(Point-per-instance localization data)
BEGIN

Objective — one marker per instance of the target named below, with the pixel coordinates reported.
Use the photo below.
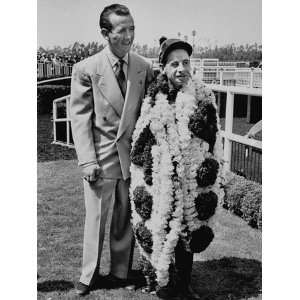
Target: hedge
(244, 198)
(47, 93)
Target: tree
(194, 34)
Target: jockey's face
(178, 68)
(120, 37)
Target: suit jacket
(102, 120)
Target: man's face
(121, 36)
(178, 68)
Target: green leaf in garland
(144, 237)
(201, 239)
(143, 202)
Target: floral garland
(176, 172)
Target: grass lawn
(229, 269)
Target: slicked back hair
(118, 9)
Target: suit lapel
(133, 92)
(108, 84)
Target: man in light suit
(106, 95)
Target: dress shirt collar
(114, 59)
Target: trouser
(183, 264)
(99, 196)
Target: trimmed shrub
(244, 198)
(47, 93)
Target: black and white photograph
(149, 149)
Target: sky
(217, 22)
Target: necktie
(120, 75)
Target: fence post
(249, 108)
(251, 78)
(219, 102)
(228, 129)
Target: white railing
(228, 135)
(49, 70)
(248, 77)
(62, 121)
(61, 118)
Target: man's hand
(91, 172)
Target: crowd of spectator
(78, 51)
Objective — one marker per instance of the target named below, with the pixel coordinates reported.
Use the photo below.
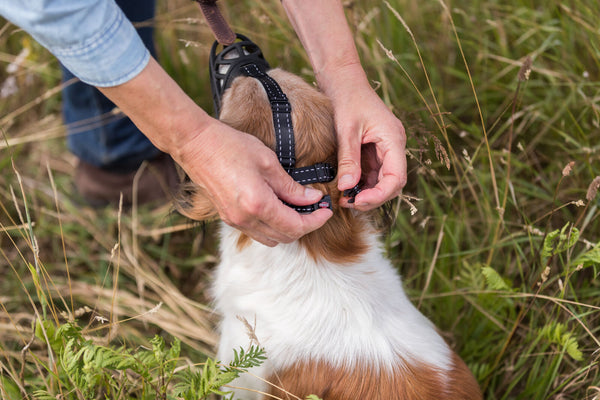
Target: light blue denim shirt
(92, 38)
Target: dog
(329, 309)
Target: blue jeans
(95, 134)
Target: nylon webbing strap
(317, 173)
(284, 140)
(216, 21)
(282, 117)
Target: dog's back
(329, 309)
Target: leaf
(560, 240)
(589, 258)
(559, 335)
(493, 280)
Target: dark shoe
(157, 182)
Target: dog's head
(246, 107)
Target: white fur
(301, 310)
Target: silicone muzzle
(226, 65)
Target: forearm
(324, 32)
(160, 109)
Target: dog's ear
(194, 203)
(244, 109)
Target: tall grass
(501, 103)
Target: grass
(503, 254)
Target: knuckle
(250, 205)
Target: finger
(290, 191)
(277, 222)
(393, 179)
(288, 225)
(348, 159)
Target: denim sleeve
(91, 38)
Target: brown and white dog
(329, 309)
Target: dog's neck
(344, 238)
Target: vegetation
(497, 236)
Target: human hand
(245, 182)
(371, 143)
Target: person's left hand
(371, 143)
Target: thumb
(348, 160)
(290, 191)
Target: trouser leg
(97, 135)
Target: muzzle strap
(245, 58)
(282, 116)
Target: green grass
(503, 254)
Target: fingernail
(345, 181)
(312, 193)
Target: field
(497, 236)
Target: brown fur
(340, 240)
(246, 108)
(362, 382)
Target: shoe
(158, 182)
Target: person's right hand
(245, 183)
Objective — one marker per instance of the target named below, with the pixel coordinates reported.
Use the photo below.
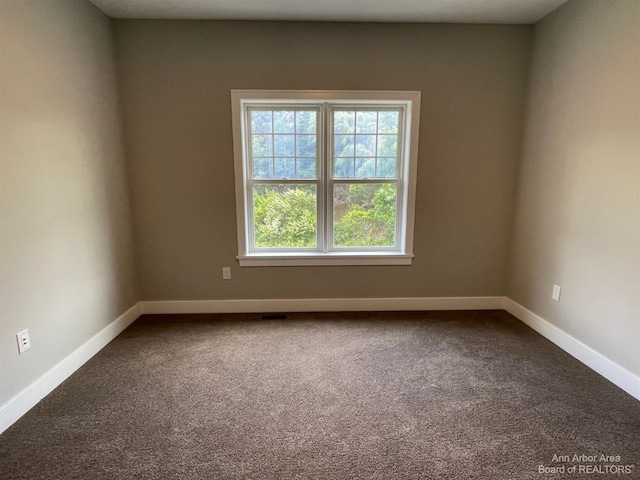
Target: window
(324, 177)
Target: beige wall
(66, 267)
(176, 79)
(578, 214)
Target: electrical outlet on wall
(24, 343)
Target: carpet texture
(399, 395)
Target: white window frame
(401, 253)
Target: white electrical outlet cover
(23, 341)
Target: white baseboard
(323, 305)
(610, 370)
(12, 410)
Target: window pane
(262, 168)
(306, 168)
(306, 145)
(388, 122)
(261, 122)
(365, 167)
(386, 168)
(306, 122)
(283, 145)
(261, 145)
(387, 145)
(284, 167)
(366, 145)
(283, 121)
(344, 122)
(285, 215)
(343, 145)
(343, 168)
(366, 122)
(364, 215)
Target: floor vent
(274, 317)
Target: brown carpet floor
(412, 395)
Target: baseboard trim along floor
(24, 401)
(21, 403)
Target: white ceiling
(432, 11)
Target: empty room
(315, 239)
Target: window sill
(327, 259)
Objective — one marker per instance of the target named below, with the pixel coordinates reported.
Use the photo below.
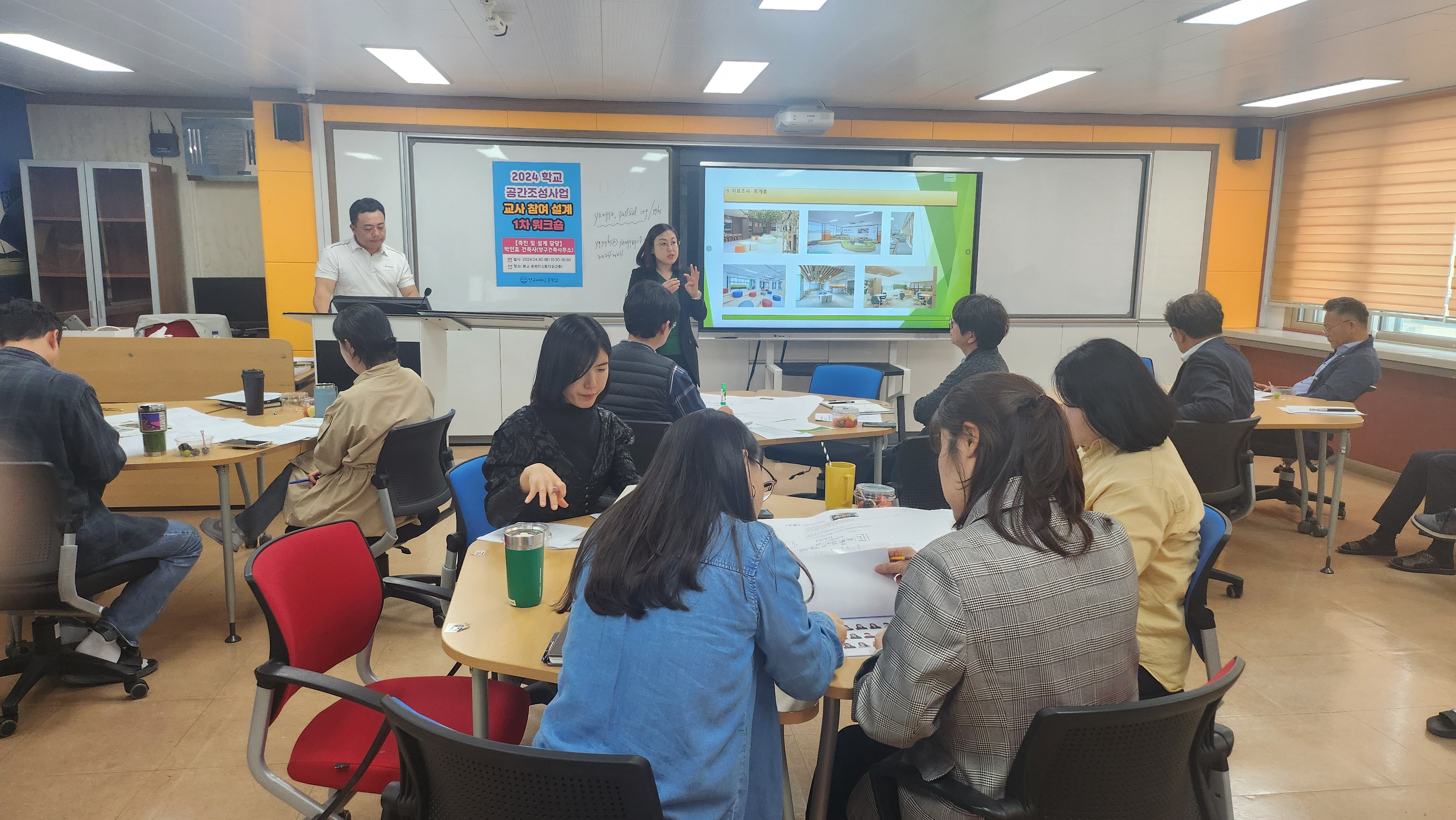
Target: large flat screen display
(838, 250)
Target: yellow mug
(839, 486)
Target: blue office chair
(847, 381)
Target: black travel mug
(254, 391)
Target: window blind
(1369, 208)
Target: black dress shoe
(1369, 545)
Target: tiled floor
(1343, 672)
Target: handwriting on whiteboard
(630, 224)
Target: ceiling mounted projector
(803, 120)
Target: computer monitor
(242, 299)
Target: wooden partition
(133, 371)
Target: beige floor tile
(1332, 751)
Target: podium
(422, 349)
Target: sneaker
(1422, 561)
(1441, 527)
(1369, 545)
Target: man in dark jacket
(1215, 382)
(646, 385)
(50, 416)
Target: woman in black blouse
(660, 261)
(554, 458)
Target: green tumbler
(525, 564)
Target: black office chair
(448, 776)
(39, 579)
(918, 476)
(1222, 467)
(413, 480)
(647, 438)
(1115, 762)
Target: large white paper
(852, 531)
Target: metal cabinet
(106, 240)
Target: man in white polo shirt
(362, 266)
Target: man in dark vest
(647, 387)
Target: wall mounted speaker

END

◆ ACTIVITY
Return the entries above exactly as they appear. Pictures should not be copied.

◆ ANSWER TO THE EXERCISE
Objective — one marker per instance of the target named below, with the pixel coordinates reported.
Use the photo below.
Target: hedge
(244, 198)
(47, 93)
Target: tree
(194, 34)
Target: jockey's face
(178, 68)
(120, 37)
Target: suit jacket
(102, 120)
Target: man's face
(121, 36)
(178, 68)
Target: green leaf in garland
(144, 237)
(201, 239)
(143, 202)
Target: floral garland
(176, 172)
Target: grass lawn
(229, 269)
Target: slicked back hair
(118, 9)
Target: suit lapel
(133, 92)
(108, 84)
Target: man in light suit
(106, 95)
Target: dress shirt collar
(114, 59)
Target: trouser
(183, 264)
(99, 196)
Target: trimmed shrub
(244, 198)
(47, 93)
Target: black and white photograph
(149, 149)
Target: sky
(217, 22)
Target: necktie
(120, 75)
Target: fence post
(249, 108)
(251, 78)
(219, 102)
(228, 129)
Target: white railing
(228, 135)
(49, 70)
(248, 77)
(62, 121)
(61, 118)
Target: man's hand
(91, 172)
Target: crowd of spectator
(78, 51)
Objective — one marker per instance of the target named below, with the pixel coordinates reported.
Use the photo below.
Target: light blue denim shirt
(92, 38)
Target: dog
(329, 309)
Target: blue jeans
(95, 134)
Target: nylon webbing strap
(317, 173)
(284, 140)
(216, 21)
(282, 117)
Target: dog's back
(329, 309)
Target: leaf
(560, 240)
(589, 258)
(559, 335)
(493, 280)
Target: dark shoe
(157, 182)
Target: dog's head
(246, 107)
Target: white fur
(301, 310)
Target: silicone muzzle
(226, 65)
Target: forearm
(324, 32)
(160, 109)
Target: dog's ear
(194, 203)
(244, 109)
Target: tall grass
(501, 103)
Target: grass
(503, 254)
Target: knuckle
(250, 205)
Target: finger
(290, 191)
(277, 222)
(393, 179)
(288, 225)
(348, 159)
Target: denim sleeve
(91, 38)
Target: brown and white dog
(329, 309)
Target: dog's neck
(344, 238)
Target: vegetation
(497, 236)
Target: human hand
(245, 182)
(371, 143)
Target: person's left hand
(371, 143)
Target: thumb
(348, 160)
(290, 191)
Target: trouser leg
(97, 135)
Target: muzzle strap
(245, 58)
(282, 116)
Target: green grass
(503, 254)
Target: fingernail
(345, 181)
(312, 193)
Target: field
(497, 236)
Target: brown fur
(340, 240)
(246, 108)
(362, 382)
Target: shoe
(158, 182)
Target: person's right hand
(245, 183)
Objective — one marker per instance of the target named below, with the pixel coordinates reported.
Use the photo below.
Target: window
(324, 177)
Target: beige wall
(66, 267)
(176, 79)
(578, 214)
Target: electrical outlet on wall
(24, 343)
Target: carpet texture
(399, 395)
Target: white window frame
(401, 253)
Target: white electrical outlet cover
(23, 341)
Target: white baseboard
(323, 305)
(610, 370)
(12, 410)
Target: window pane
(262, 168)
(306, 168)
(306, 145)
(388, 122)
(261, 122)
(365, 167)
(386, 168)
(306, 122)
(283, 145)
(261, 145)
(387, 145)
(284, 167)
(366, 145)
(283, 121)
(344, 122)
(285, 215)
(343, 145)
(343, 168)
(366, 122)
(364, 215)
Target: floor vent
(274, 317)
Target: brown carpet floor
(412, 395)
Target: baseboard trim along floor
(24, 401)
(21, 403)
Target: white ceiling
(432, 11)
Target: empty room
(315, 239)
Target: window sill
(327, 259)
Objective — one marker per instance of the target named below, with the pixel coordinates reported.
Use the photo below.
Target: large flat screen display
(838, 250)
Target: yellow mug
(839, 486)
Target: blue office chair
(847, 381)
Target: black travel mug
(254, 391)
Target: window blind
(1369, 208)
Target: black dress shoe
(1369, 545)
Target: tiled floor
(1343, 672)
Target: handwriting on whiteboard
(630, 224)
Target: ceiling mounted projector
(803, 120)
Target: computer monitor
(242, 299)
Target: wooden partition
(133, 371)
Target: beige floor tile
(1332, 751)
Target: podium
(422, 349)
Target: sneaker
(1422, 561)
(1441, 527)
(1369, 545)
Target: man in dark jacket
(1215, 382)
(646, 385)
(50, 416)
Target: woman in black blouse
(660, 261)
(554, 458)
Target: green tumbler
(525, 564)
Target: black office chair
(448, 776)
(39, 579)
(918, 476)
(1222, 467)
(413, 480)
(647, 438)
(1115, 762)
Target: large white paper
(852, 531)
Target: metal cabinet
(106, 240)
Target: man in white polo shirt
(362, 266)
Target: man in dark vest
(647, 387)
Target: wall mounted speaker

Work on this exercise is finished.